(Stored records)
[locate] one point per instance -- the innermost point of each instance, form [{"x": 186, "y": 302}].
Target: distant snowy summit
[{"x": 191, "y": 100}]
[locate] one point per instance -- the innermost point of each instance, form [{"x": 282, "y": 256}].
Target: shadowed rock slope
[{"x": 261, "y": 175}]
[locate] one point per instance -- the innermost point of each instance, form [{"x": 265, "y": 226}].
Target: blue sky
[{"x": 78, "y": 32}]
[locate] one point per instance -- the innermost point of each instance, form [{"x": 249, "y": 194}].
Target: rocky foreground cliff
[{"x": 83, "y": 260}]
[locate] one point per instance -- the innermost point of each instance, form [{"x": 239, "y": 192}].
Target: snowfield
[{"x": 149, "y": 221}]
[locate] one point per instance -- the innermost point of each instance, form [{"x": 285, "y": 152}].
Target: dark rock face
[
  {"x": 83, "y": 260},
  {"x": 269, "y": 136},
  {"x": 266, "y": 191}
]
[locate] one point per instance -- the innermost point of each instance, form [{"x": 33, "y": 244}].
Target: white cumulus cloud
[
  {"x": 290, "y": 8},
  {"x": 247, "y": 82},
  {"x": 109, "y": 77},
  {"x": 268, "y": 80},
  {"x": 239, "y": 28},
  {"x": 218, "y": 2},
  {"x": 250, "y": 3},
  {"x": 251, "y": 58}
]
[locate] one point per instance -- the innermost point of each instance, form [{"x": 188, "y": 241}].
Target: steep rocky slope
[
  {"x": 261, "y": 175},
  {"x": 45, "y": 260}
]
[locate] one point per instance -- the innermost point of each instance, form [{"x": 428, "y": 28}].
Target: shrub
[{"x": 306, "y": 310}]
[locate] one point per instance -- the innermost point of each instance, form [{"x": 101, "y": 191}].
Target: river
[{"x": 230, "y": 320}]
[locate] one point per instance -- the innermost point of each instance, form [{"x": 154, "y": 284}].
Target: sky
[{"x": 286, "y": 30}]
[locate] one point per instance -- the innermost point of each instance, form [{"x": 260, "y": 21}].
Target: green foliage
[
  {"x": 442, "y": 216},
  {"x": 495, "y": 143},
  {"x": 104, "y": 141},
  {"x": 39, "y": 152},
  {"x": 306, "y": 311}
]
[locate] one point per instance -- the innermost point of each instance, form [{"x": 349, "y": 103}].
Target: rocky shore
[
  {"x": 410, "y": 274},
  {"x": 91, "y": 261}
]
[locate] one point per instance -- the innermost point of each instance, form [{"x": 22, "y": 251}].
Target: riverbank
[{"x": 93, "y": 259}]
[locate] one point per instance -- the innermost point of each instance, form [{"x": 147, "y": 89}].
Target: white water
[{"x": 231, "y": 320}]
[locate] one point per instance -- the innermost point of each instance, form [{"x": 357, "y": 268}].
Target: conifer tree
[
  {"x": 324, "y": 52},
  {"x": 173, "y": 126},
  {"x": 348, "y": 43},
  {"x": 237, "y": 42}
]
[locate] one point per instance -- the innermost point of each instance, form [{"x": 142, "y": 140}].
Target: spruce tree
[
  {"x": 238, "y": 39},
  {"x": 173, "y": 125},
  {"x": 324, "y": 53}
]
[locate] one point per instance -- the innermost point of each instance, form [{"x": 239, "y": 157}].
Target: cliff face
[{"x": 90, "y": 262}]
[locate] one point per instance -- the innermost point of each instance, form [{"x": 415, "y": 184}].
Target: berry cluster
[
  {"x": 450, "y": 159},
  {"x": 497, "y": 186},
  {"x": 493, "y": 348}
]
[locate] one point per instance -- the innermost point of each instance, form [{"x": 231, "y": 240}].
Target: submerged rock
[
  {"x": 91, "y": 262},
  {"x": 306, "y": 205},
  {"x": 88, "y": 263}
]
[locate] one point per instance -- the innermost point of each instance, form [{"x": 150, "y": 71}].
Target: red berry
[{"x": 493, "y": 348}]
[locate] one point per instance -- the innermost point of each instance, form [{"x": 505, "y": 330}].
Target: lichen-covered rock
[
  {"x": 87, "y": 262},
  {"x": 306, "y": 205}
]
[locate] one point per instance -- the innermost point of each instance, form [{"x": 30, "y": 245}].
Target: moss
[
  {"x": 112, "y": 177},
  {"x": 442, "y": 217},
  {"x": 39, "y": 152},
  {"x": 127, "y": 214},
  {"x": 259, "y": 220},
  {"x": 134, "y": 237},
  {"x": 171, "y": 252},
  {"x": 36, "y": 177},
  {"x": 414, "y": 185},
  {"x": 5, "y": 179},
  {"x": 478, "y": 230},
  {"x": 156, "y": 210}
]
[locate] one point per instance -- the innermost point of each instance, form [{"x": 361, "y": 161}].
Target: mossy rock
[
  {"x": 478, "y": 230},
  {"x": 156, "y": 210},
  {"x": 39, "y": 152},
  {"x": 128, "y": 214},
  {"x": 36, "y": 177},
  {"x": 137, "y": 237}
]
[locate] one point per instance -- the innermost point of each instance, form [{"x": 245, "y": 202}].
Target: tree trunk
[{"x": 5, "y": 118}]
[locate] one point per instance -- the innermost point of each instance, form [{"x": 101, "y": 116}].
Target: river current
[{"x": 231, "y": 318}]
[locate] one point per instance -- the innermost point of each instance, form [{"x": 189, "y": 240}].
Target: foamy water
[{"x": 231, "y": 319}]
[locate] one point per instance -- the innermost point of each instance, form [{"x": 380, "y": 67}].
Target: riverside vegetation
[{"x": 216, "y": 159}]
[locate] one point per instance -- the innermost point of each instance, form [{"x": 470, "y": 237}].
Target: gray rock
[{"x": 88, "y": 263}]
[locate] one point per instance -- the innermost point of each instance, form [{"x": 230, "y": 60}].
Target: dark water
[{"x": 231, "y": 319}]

> **Required work**
Exactly as they appear above, the records are to be transcribed in full.

> **Task answer**
[locate] one point per instance -- the innermost point of each instance, form [{"x": 186, "y": 302}].
Target: distant snowy summit
[{"x": 191, "y": 100}]
[locate] one point per instance -- the innermost point of each instance, form [{"x": 282, "y": 256}].
Target: shadowed rock slope
[{"x": 261, "y": 175}]
[locate] one point per instance -- the innermost point of each instance, form [{"x": 265, "y": 226}].
Target: blue sky
[{"x": 78, "y": 32}]
[locate] one point per instance -- the innermost point of each instance, form [{"x": 249, "y": 194}].
Target: rocky foreground cliff
[{"x": 83, "y": 260}]
[locate] one point per instance -- the innermost point of each instance, form [{"x": 239, "y": 192}].
Target: snowfield
[{"x": 149, "y": 221}]
[locate] one point per instance -- the innermost point of each instance, form [{"x": 285, "y": 152}].
Target: dark rock face
[
  {"x": 83, "y": 260},
  {"x": 269, "y": 136},
  {"x": 266, "y": 191}
]
[locate] one point per instance -- the innermost point of each instance, form [{"x": 33, "y": 244}].
Target: white cumulus cloud
[
  {"x": 290, "y": 8},
  {"x": 247, "y": 82},
  {"x": 109, "y": 77},
  {"x": 268, "y": 80},
  {"x": 239, "y": 28},
  {"x": 218, "y": 2},
  {"x": 250, "y": 3},
  {"x": 251, "y": 58}
]
[locate] one point per instance -- the innermost point of each instance, form [{"x": 188, "y": 241}].
Target: steep rocky slope
[
  {"x": 261, "y": 175},
  {"x": 45, "y": 260}
]
[locate] one point per instance -- the innermost point of each instance, form [{"x": 428, "y": 28}].
Target: shrub
[{"x": 306, "y": 310}]
[locate] one point per instance -- the innermost point of each instance, form [{"x": 101, "y": 191}].
Target: river
[{"x": 230, "y": 320}]
[locate] one point per instance -- the innermost point of each instance, form [{"x": 154, "y": 284}].
Target: sky
[{"x": 286, "y": 30}]
[locate] one point per instance -- the innermost point of each instance, form [{"x": 260, "y": 21}].
Target: green foliage
[
  {"x": 442, "y": 216},
  {"x": 495, "y": 143},
  {"x": 104, "y": 141},
  {"x": 39, "y": 152},
  {"x": 306, "y": 311}
]
[locate] one point per instance -- the innermost point of each instance, form [{"x": 349, "y": 103}].
Target: rocky shore
[
  {"x": 410, "y": 274},
  {"x": 91, "y": 261}
]
[locate] one point per instance -- the innermost point of each instance, form [{"x": 22, "y": 251}].
Target: riverbank
[{"x": 93, "y": 259}]
[locate] one point per instance -- the innermost point of each instance, form [{"x": 147, "y": 89}].
Target: white water
[{"x": 231, "y": 320}]
[locate] one point per instance -- the innermost point of each instance, form [{"x": 357, "y": 268}].
Target: conifer tree
[
  {"x": 324, "y": 52},
  {"x": 173, "y": 126},
  {"x": 348, "y": 43},
  {"x": 237, "y": 42}
]
[locate] one point per instance -- the innermost point of each instance, form [{"x": 142, "y": 140}].
Target: spruce tree
[
  {"x": 238, "y": 39},
  {"x": 173, "y": 125},
  {"x": 324, "y": 53}
]
[locate] one point per instance -- the innermost point of each instance, form [{"x": 239, "y": 157}].
Target: cliff face
[{"x": 90, "y": 262}]
[locate] one point per instance -- the innermost point of each instance, form [{"x": 415, "y": 184}].
Target: berry cluster
[
  {"x": 450, "y": 159},
  {"x": 497, "y": 186},
  {"x": 493, "y": 348}
]
[locate] one point per instance -- the innermost point of each instance, form [{"x": 231, "y": 240}].
Target: submerged rock
[
  {"x": 91, "y": 262},
  {"x": 306, "y": 205},
  {"x": 88, "y": 263}
]
[locate] one point per instance -- the innermost point of each instance, form [{"x": 150, "y": 71}].
Target: red berry
[{"x": 493, "y": 348}]
[locate] one point per instance -- the innermost point of each instance, form [{"x": 505, "y": 330}].
Target: lichen-covered rock
[
  {"x": 87, "y": 262},
  {"x": 306, "y": 205}
]
[locate] one point per instance -- the innermost point of each instance, form [{"x": 30, "y": 245}].
Target: moss
[
  {"x": 112, "y": 177},
  {"x": 442, "y": 217},
  {"x": 39, "y": 152},
  {"x": 127, "y": 214},
  {"x": 259, "y": 220},
  {"x": 134, "y": 237},
  {"x": 171, "y": 252},
  {"x": 36, "y": 177},
  {"x": 414, "y": 185},
  {"x": 5, "y": 179},
  {"x": 478, "y": 230},
  {"x": 156, "y": 210}
]
[locate] one point per instance -- the innermost point of each instance, form [{"x": 361, "y": 161}].
Target: mossy rock
[
  {"x": 478, "y": 230},
  {"x": 156, "y": 210},
  {"x": 39, "y": 152},
  {"x": 128, "y": 214},
  {"x": 36, "y": 177},
  {"x": 137, "y": 237}
]
[locate] one point per instance -- the innermost point of each instance, form [{"x": 245, "y": 202}].
Target: tree trunk
[{"x": 5, "y": 118}]
[locate] one point per instance -- the innermost point of each instance, form [{"x": 101, "y": 116}].
Target: river current
[{"x": 231, "y": 318}]
[locate] one point per instance -- the innermost point of each instance, form [{"x": 189, "y": 240}].
Target: foamy water
[{"x": 231, "y": 319}]
[locate] one point per instance -- the innermost point of each instance, form [{"x": 380, "y": 67}].
Target: riverside vegetation
[{"x": 216, "y": 159}]
[locate] one point per instance -- the innermost point of each instance, form [{"x": 470, "y": 237}].
Target: gray rock
[{"x": 88, "y": 263}]
[locate] one point per instance -- the innermost point of each instance, form [{"x": 230, "y": 60}].
Target: dark water
[{"x": 231, "y": 319}]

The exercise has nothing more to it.